**** PAGINA ****

La mostra si sviluppa in quattro temi, approfonditi nel catalogo:
Tra scultura e design.
Si evidenziano propensione, vocazione e talento di Diego per la tecnica scultorea, che apprende lavorando con Alberto influenzato dal clima artistico della Parigi degli anni '20 e '30. Insieme collaborano con il celebre designer francese Jean-Michel Frank, che inaugura la propria boutique nel 1935 in rue Faubourg Saint-Honoré: di quella inaugurazione resta una foto in cui con Frank compaiono Diego e Alberto. Si delinea in questo periodo quella propensione creativa che porterà alla realizzazione di sculture e degli oggetti decorativi dei mobili in bronzo.
Mobili e oggetti.
Sono il fulcro della sua originale e raffinata produzione di design. Il suo lavoro si esprime nella capacità di integrare arte e funzionalità, creando opere che sono anche oggetti d’uso. La tecnica di Diego Giacometti è molto complessa: dallo schizzo su carta realizza una versione dell’oggetto in cera o in gesso, così come in gesso esegue i suoi elementi compositivi, prima del passaggio alla forma definitiva in bronzo, realizzata attraverso il processo di fusione. Provvede personalmente a montaggio, saldatura e fissaggio, per poi terminare con la tecnica di cui è maestro: la patinatura.
Bestiario.
Gli animali sono per l’artista non solo soggetti da rappresentare, ma amici e compagni di vita; non solo creature vive, ma un vero e proprio mondo fantastico di cui si è sempre interessato sin da bambino nei boschi dei Grigioni, così come da adulto a Parigi: dal cucciolo Rigolo, al ragno che tesseva la tela nel suo studio, alla volpe Misrose, alla gatta Fofa. Insieme a Rembrandt Bugatti, Diego Giacometti è uno tra i maggiori interpreti della rappresentazione artistica degli animali, un importante filone di ispirazione per molti scultori nella Parigi degli anni '30.

****

▶ COMPLETA QUANTO SEGUE:
**a.** Secondo la pagina sulla mostra, in quale anno Jean-Michel Frank inaugura la propria boutique?
**b.** Per favore, riproduci alla lettera il passo della pagina sulla mostra che va da "Si evidenziano propensione, vocazione" fino a "mobili in bronzo.".

**** ESTRATTO DEI DATI ****

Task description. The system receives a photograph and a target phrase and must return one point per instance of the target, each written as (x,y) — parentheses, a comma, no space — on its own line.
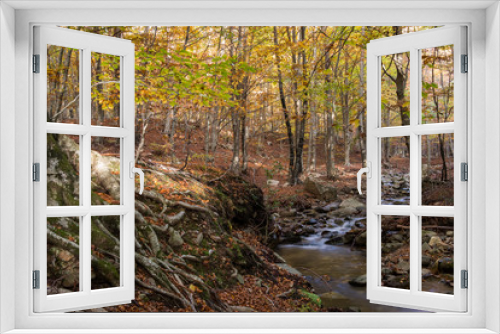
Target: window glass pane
(437,84)
(63,170)
(63,259)
(395,90)
(63,84)
(105,171)
(105,89)
(395,171)
(437,170)
(105,252)
(395,252)
(437,254)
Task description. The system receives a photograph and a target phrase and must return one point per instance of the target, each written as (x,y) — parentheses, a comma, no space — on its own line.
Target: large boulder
(320,190)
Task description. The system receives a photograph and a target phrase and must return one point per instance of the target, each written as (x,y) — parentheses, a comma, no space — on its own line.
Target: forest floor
(220,254)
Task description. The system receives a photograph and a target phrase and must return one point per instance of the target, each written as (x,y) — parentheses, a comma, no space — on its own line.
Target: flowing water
(329,268)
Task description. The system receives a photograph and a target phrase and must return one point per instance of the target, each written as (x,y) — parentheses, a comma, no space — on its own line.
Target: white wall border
(7,167)
(327,322)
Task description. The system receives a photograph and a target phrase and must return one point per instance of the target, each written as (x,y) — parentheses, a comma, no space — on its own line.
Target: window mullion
(414,170)
(85,161)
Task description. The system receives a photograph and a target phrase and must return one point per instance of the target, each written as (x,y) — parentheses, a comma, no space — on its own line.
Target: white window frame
(414,43)
(86,43)
(484,102)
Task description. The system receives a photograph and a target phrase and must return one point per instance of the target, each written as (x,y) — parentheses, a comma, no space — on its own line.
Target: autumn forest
(250,139)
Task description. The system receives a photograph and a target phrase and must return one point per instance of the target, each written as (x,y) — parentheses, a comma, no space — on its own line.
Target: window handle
(134,170)
(368,171)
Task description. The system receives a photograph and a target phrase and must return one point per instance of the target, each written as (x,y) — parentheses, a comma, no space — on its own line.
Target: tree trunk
(286,113)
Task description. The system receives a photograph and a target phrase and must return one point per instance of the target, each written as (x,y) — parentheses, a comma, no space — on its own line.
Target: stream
(329,268)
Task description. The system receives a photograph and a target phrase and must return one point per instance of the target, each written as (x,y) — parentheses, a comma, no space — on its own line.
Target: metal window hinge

****

▶ I RISULTATI:
**a.** Nel 1935.

**b.**
Si evidenziano propensione, vocazione e talento di Diego per la tecnica scultorea, che apprende lavorando con Alberto influenzato dal clima artistico della Parigi degli anni '20 e '30. Insieme collaborano con il celebre designer francese Jean-Michel Frank, che inaugura la propria boutique nel 1935 in rue Faubourg Saint-Honoré: di quella inaugurazione resta una foto in cui con Frank compaiono Diego e Alberto. Si delinea in questo periodo quella propensione creativa che porterà alla realizzazione di sculture e degli oggetti decorativi dei mobili in bronzo.